>> start DATA TO PROCESS

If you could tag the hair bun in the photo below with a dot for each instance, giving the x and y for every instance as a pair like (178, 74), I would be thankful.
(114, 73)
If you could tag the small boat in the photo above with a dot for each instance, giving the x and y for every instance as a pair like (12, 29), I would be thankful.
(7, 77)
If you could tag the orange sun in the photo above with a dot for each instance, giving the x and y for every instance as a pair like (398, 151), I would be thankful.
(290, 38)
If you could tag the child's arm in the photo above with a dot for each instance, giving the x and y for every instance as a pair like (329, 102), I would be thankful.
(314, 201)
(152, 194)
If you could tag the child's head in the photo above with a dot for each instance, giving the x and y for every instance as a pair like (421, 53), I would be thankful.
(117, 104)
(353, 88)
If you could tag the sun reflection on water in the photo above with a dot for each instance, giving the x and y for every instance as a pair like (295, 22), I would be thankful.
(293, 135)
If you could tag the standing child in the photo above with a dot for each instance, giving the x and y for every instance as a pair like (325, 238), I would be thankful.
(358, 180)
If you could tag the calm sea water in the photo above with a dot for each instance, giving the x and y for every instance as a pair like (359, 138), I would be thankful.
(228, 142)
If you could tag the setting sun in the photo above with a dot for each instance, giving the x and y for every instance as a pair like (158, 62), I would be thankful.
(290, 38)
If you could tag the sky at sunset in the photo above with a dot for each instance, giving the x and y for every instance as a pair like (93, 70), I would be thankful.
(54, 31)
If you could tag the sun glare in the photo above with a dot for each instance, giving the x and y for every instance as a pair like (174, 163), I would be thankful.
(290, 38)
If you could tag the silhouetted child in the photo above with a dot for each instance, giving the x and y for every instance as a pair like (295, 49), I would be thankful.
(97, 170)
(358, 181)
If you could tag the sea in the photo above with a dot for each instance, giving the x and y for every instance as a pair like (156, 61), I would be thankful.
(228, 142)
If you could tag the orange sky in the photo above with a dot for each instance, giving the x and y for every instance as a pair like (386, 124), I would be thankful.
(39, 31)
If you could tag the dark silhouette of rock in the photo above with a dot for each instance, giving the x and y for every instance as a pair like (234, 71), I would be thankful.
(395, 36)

>> end DATA TO PROCESS

WRITTEN REQUEST |
Lay out the whole listing above as a two-column CSV with the header text,answer and one row for every text together with its answer. Put each field in double quotes and replace any line breaks inside a field with spaces.

SOLVED EXERCISE |
text,answer
"If you could tag the hair bun in the photo below with a dot for each instance, giving the x and y for every instance as a pair like (178, 74), I would be thankful.","(114, 73)"
"If you could tag the small boat in the photo above with a dot for each instance, giving the x and y for every instance as a pair like (12, 29), I would be thankful.","(7, 77)"
"If you could tag the orange sun in the photo above with a dot for each instance, giving the x and y for every instance as a pair like (398, 151), I would be thankful.","(290, 38)"
"If you could tag the child's arm in the photo above with a dot for each instance, giving the x and y for every instance as a pair like (329, 102), I would be thankful.","(314, 201) (152, 194)"
"If you could tag the child's head in the photo above with a dot for each instance, giving the x and y for every instance as a pair like (421, 53), I would be thankful.","(117, 104) (353, 88)"
"If you could tag the sun reflection on water in the photo above with a dot for each instance, giving the x and y for every instance as a pair like (295, 22), I would be thankful.","(293, 135)"
"If you could tag the standing child in the photo above with a dot for each instance, giving the x and y for every instance as a pair like (325, 238), I would be thankful.","(358, 180)"
"If you could tag the calm sea water in the photo above with a dot for each instance, giving the x and y for every instance as a pair like (359, 138), I would be thankful.","(228, 142)"
"If you could tag the setting sun in the photo above with a dot for each instance, giving the x and y for every instance as a pair like (158, 62), I would be thankful.","(290, 38)"
"If you could tag the sky at sunset in the photo above with a dot for each instance, giving the x and y for every instance as a pair like (93, 70), I would be thankful.","(54, 31)"
"If you could tag the sun glare in the photo above with a dot for each instance, giving the x and y for every instance as a pair like (174, 163), I would be thankful.","(290, 38)"
"If you could tag the silhouetted child in the photo above with a dot for each instance, giving the x and y for every instance as a pair like (295, 49), I would be thankful.","(97, 170) (358, 181)"
"If you could tag the sea in the photo above with a dot for each instance, giving the x and y for every instance as a pair like (156, 61), I would be thankful.","(228, 142)"
"If you could tag the orange sky in the photo above with a dot for each instance, giving the x and y for every instance as a pair like (386, 124), I would be thankful.","(39, 31)"
"If you could tag the dark silhouette of rock in the photo above with a dot for each instance, giving the x and y for every instance as a pair like (234, 71), I would be thankful.","(395, 36)"